◆ What the task requires
Report every row below that contains the string "JSON" by copying each such row in full. Matching is case-sensitive.

◆ Exercise material

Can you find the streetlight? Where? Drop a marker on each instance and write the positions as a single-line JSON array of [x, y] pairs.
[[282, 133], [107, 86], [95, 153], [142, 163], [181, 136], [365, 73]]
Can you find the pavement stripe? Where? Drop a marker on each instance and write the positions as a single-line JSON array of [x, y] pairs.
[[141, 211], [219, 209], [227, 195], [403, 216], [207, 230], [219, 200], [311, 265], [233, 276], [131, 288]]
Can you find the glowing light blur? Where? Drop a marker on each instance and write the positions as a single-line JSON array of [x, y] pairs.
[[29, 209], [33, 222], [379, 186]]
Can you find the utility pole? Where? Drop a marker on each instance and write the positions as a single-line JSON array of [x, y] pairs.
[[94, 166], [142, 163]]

==

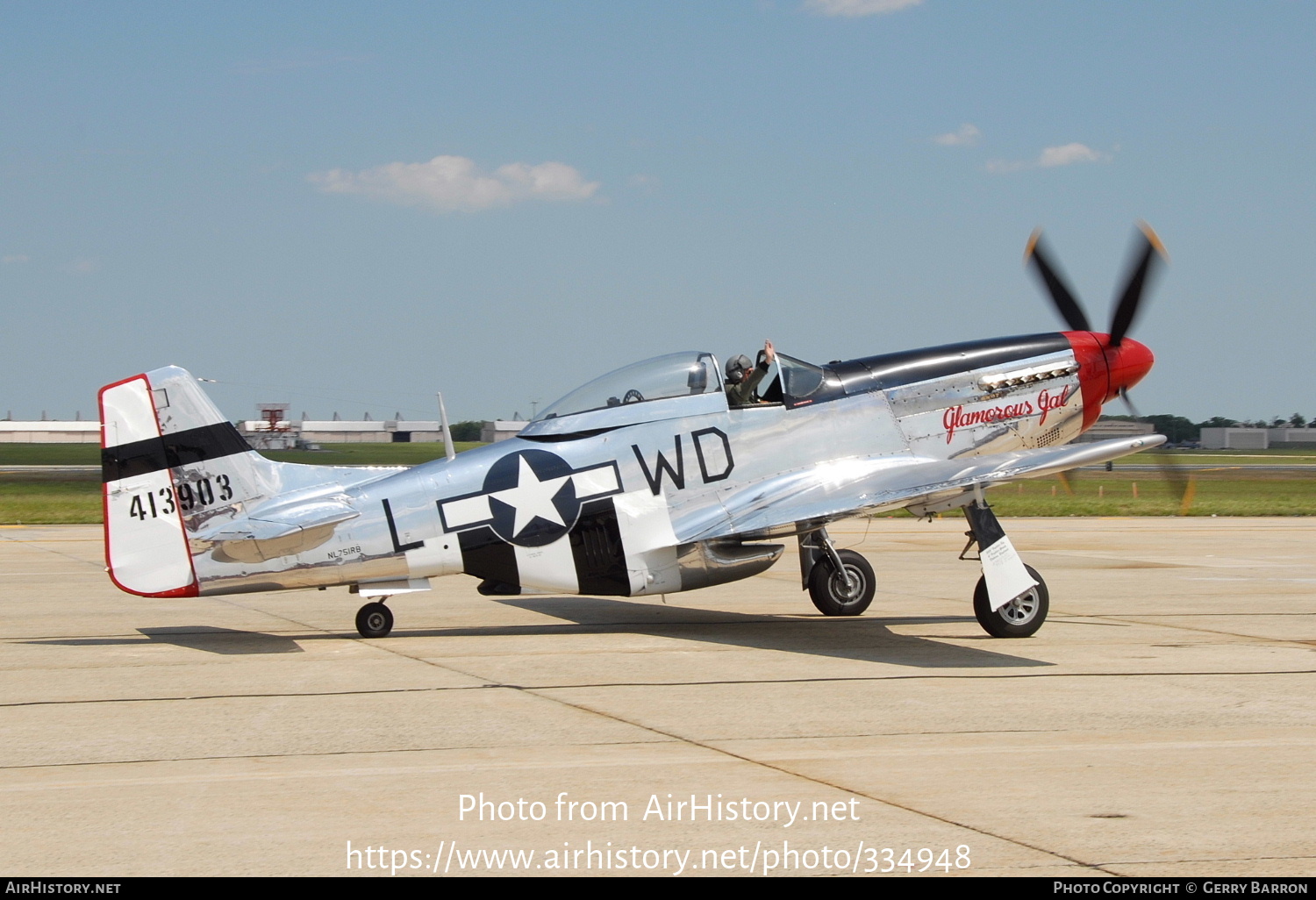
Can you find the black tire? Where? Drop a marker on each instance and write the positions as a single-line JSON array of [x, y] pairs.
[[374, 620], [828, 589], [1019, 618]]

◆ Exercise answer
Can you find the streetlight? Where? Drop a marker on each instance and write the positions as a single-line JSON array of [x, y] pairs.
Can you find the pavement stripe? Where? Drop a marker on each instance and write the positions as a single-line JSON array of [x, y] pairs.
Can you find the glowing light blur? Where? Drop a marker on each instance and write the positions as a single-line JSON array of [x, y] pairs.
Can you find the utility pole? Where? Drop a marker on each instance and write the positions as a single-line JSON array of [x, y] pairs.
Can you find the black tire? Where? Drop a marker on each instance and write the positions as a single-line JSON array of [x, y] pairs.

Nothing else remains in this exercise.